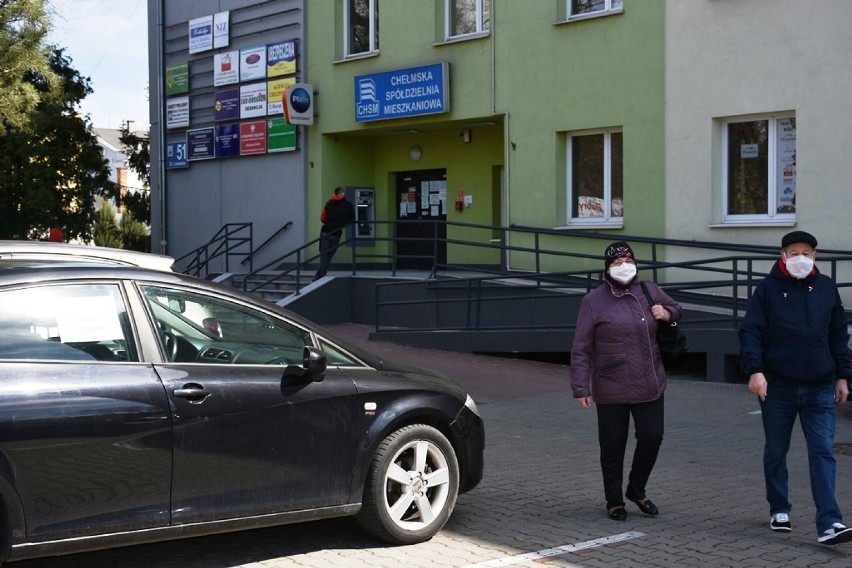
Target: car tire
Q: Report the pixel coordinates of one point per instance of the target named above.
(411, 486)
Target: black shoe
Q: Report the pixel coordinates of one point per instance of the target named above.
(645, 505)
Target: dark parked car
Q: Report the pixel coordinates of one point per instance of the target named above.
(139, 405)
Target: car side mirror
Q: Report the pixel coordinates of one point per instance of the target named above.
(314, 363)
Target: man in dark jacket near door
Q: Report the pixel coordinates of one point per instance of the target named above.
(793, 348)
(337, 214)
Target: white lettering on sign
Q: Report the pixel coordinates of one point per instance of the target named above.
(416, 77)
(412, 92)
(282, 51)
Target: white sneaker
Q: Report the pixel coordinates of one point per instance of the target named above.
(837, 534)
(780, 522)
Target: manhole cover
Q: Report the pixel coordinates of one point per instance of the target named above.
(843, 449)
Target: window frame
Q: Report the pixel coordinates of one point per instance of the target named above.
(608, 220)
(481, 9)
(771, 215)
(373, 29)
(610, 7)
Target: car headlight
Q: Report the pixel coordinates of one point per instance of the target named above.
(472, 406)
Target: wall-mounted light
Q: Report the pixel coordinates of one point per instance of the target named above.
(414, 153)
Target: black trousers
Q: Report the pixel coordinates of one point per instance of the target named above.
(613, 428)
(328, 246)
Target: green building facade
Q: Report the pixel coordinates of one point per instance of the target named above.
(551, 119)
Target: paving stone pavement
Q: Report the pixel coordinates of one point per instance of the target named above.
(541, 501)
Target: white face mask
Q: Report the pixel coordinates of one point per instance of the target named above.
(799, 266)
(623, 273)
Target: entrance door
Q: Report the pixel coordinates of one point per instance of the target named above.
(421, 237)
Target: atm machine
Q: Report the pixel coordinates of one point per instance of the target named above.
(364, 228)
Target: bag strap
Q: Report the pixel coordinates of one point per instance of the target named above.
(647, 294)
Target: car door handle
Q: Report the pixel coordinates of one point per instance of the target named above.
(193, 393)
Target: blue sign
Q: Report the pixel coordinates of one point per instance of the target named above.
(200, 144)
(406, 92)
(227, 140)
(176, 155)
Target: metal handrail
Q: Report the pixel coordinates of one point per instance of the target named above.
(262, 245)
(740, 271)
(225, 243)
(736, 281)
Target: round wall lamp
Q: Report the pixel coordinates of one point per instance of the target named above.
(414, 153)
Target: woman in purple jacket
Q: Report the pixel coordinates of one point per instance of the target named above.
(615, 362)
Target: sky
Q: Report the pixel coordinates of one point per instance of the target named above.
(107, 41)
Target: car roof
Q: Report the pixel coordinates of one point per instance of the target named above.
(48, 252)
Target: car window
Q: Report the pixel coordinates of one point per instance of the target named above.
(337, 357)
(196, 327)
(70, 322)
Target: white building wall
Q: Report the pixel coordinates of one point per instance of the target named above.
(727, 58)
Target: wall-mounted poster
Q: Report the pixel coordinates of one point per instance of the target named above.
(201, 34)
(177, 112)
(227, 140)
(253, 63)
(226, 68)
(253, 100)
(280, 136)
(221, 29)
(226, 105)
(253, 138)
(281, 58)
(177, 79)
(200, 144)
(275, 95)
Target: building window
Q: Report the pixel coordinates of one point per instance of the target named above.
(595, 178)
(594, 7)
(362, 27)
(467, 17)
(760, 169)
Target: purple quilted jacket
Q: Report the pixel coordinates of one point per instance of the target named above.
(615, 357)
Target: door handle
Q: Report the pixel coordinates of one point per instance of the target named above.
(192, 392)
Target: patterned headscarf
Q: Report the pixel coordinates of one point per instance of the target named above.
(618, 249)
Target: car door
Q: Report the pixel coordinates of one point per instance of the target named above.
(85, 431)
(248, 440)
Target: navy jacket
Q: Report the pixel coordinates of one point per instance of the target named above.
(794, 331)
(337, 213)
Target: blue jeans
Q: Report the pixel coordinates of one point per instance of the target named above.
(815, 407)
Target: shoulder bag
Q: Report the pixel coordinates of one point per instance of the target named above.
(671, 341)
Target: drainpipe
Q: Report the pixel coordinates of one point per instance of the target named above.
(505, 214)
(161, 155)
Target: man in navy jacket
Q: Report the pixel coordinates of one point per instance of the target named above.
(793, 348)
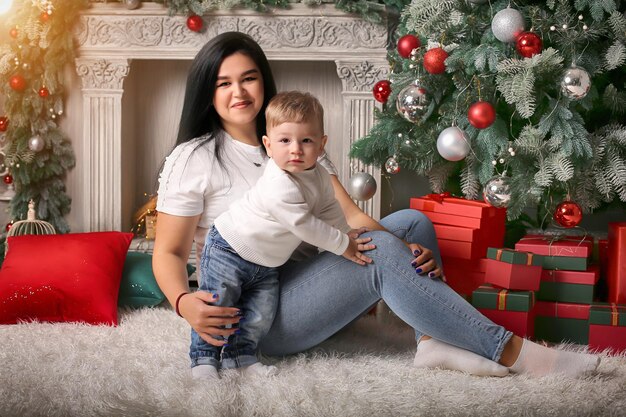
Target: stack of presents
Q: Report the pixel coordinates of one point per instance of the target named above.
(547, 288)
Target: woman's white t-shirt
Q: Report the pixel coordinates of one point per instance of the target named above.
(192, 182)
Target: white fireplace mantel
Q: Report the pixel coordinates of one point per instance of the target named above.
(110, 37)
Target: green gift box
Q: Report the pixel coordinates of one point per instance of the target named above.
(511, 256)
(562, 322)
(489, 297)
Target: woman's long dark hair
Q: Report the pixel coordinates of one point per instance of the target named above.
(199, 117)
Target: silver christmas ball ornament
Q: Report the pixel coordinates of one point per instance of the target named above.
(575, 83)
(36, 143)
(497, 191)
(392, 166)
(507, 24)
(453, 144)
(413, 103)
(362, 186)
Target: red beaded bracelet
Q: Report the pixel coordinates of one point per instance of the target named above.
(178, 300)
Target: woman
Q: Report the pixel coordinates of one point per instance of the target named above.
(218, 157)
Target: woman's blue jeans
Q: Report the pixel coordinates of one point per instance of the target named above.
(321, 295)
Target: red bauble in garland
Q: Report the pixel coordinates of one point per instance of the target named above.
(481, 114)
(43, 92)
(528, 44)
(568, 214)
(195, 23)
(17, 83)
(381, 91)
(406, 44)
(434, 61)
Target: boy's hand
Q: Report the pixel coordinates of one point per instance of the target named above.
(352, 253)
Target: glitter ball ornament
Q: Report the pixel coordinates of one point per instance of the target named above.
(497, 191)
(17, 83)
(392, 166)
(362, 186)
(568, 214)
(381, 91)
(434, 60)
(453, 144)
(406, 44)
(481, 114)
(507, 24)
(413, 103)
(575, 83)
(195, 23)
(36, 143)
(528, 44)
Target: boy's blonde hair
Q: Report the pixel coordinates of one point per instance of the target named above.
(294, 107)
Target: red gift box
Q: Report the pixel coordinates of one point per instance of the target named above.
(574, 246)
(513, 276)
(616, 267)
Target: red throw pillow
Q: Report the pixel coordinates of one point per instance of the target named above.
(63, 278)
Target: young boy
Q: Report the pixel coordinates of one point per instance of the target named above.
(292, 202)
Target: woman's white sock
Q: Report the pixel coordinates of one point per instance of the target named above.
(538, 360)
(434, 353)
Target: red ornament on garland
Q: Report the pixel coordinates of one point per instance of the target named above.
(528, 44)
(382, 89)
(43, 92)
(17, 83)
(406, 44)
(481, 114)
(195, 23)
(568, 214)
(434, 60)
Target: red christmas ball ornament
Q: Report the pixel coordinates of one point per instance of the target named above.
(434, 60)
(382, 89)
(43, 92)
(17, 83)
(406, 44)
(195, 23)
(528, 44)
(481, 114)
(568, 214)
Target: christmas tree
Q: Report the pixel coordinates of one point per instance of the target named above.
(521, 103)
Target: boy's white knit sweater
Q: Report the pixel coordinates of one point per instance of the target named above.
(282, 210)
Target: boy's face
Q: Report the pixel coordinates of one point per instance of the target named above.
(295, 147)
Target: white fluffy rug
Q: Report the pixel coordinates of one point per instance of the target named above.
(141, 369)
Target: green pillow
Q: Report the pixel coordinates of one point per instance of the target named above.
(139, 287)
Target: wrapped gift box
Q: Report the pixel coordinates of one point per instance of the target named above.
(569, 286)
(607, 327)
(513, 270)
(511, 309)
(460, 212)
(562, 322)
(616, 267)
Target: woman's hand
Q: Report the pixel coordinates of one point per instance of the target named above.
(207, 320)
(424, 263)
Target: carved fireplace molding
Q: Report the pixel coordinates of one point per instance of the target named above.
(111, 36)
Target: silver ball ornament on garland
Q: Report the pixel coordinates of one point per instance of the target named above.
(36, 143)
(413, 103)
(453, 144)
(575, 83)
(391, 166)
(497, 191)
(507, 24)
(362, 186)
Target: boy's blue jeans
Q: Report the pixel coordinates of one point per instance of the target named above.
(250, 287)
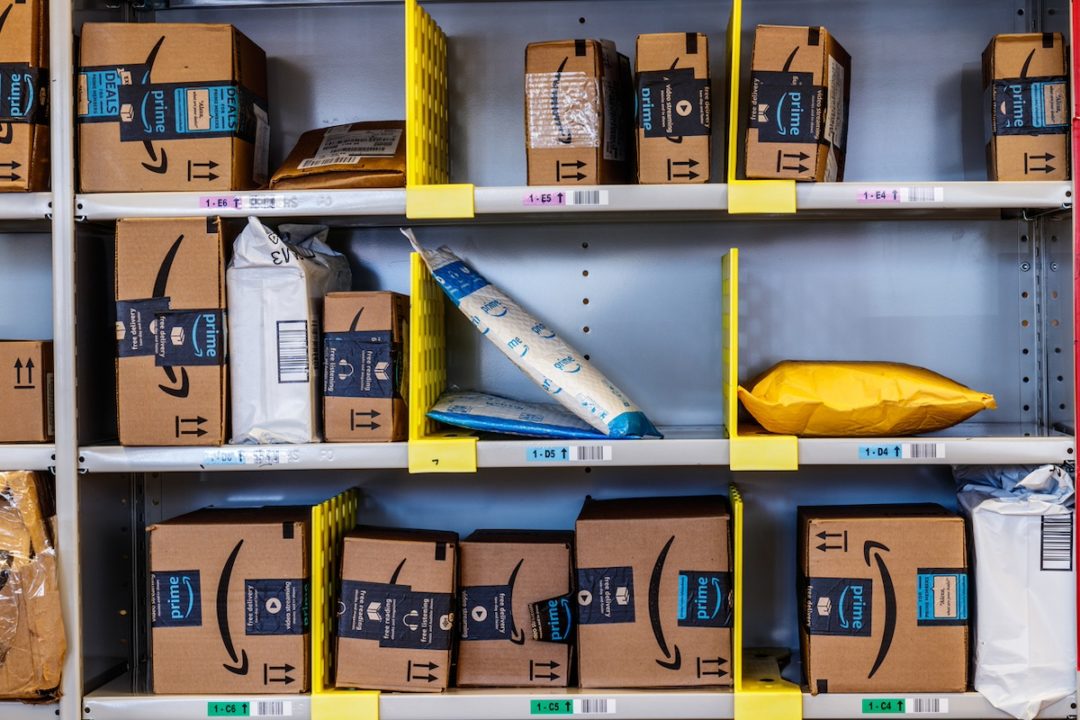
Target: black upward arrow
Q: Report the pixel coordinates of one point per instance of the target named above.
(29, 375)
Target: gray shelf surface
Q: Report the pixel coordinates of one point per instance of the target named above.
(494, 704)
(26, 457)
(861, 198)
(966, 444)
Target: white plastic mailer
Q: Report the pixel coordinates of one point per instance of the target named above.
(275, 285)
(1022, 520)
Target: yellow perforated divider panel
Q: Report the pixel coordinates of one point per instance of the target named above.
(430, 450)
(760, 693)
(428, 194)
(750, 447)
(747, 195)
(329, 520)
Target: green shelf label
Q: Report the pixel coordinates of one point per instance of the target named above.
(883, 706)
(551, 707)
(228, 709)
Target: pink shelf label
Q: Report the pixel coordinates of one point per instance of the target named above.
(220, 202)
(544, 199)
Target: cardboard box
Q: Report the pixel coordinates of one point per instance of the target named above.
(35, 641)
(578, 114)
(24, 96)
(230, 601)
(171, 107)
(655, 605)
(1026, 85)
(365, 374)
(674, 108)
(26, 392)
(171, 333)
(516, 613)
(800, 87)
(362, 154)
(395, 612)
(883, 599)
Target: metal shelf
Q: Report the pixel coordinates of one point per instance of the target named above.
(514, 705)
(26, 205)
(27, 457)
(564, 201)
(966, 444)
(325, 456)
(321, 203)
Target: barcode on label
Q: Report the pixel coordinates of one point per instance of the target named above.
(332, 160)
(594, 705)
(272, 708)
(926, 706)
(925, 194)
(588, 198)
(1056, 542)
(923, 450)
(293, 351)
(591, 453)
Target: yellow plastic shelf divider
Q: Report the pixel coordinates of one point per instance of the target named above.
(429, 449)
(428, 194)
(760, 693)
(748, 451)
(437, 202)
(329, 520)
(746, 197)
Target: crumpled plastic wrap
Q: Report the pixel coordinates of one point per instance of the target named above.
(275, 284)
(859, 399)
(553, 365)
(32, 642)
(1023, 527)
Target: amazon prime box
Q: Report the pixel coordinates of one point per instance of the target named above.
(171, 335)
(516, 609)
(229, 601)
(883, 599)
(655, 600)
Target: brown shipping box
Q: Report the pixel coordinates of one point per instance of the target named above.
(578, 113)
(516, 613)
(800, 87)
(365, 388)
(883, 599)
(1026, 85)
(395, 612)
(229, 601)
(171, 107)
(24, 96)
(655, 601)
(362, 154)
(171, 337)
(35, 642)
(26, 392)
(674, 116)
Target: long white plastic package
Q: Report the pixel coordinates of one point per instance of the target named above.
(1022, 521)
(536, 349)
(275, 286)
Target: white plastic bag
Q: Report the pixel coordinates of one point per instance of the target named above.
(275, 286)
(1022, 520)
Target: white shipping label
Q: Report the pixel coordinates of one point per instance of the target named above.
(834, 109)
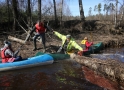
***
▸ WORK TO COMPLETE:
Of the entries above, transcribe exactly those lines that fall between the line containing "Target: white fluffy rug" and the line containing "Target: silver ball ornament on garland", together with those two lines.

▸ ANSWER TO THIS TASK:
Target: white fluffy rug
Q: Report the pixel coordinates of one point per instance of the target named above.
(141, 369)
Target: green pillow
Q: Report the pixel coordinates of one point per instance of the target named above.
(139, 287)
Target: wrapped gift box
Q: Report the pixel coordinates of one point per instance of the target named above.
(569, 286)
(607, 327)
(513, 270)
(511, 309)
(460, 212)
(562, 322)
(616, 267)
Target: woman's hand
Q: Report the pixel coordinates of one point per instance of the target named above.
(207, 320)
(424, 263)
Target: carved fireplace molding
Q: Report the pixel coordinates of one point per instance of the target named above.
(111, 36)
Target: silver ball ornament on garland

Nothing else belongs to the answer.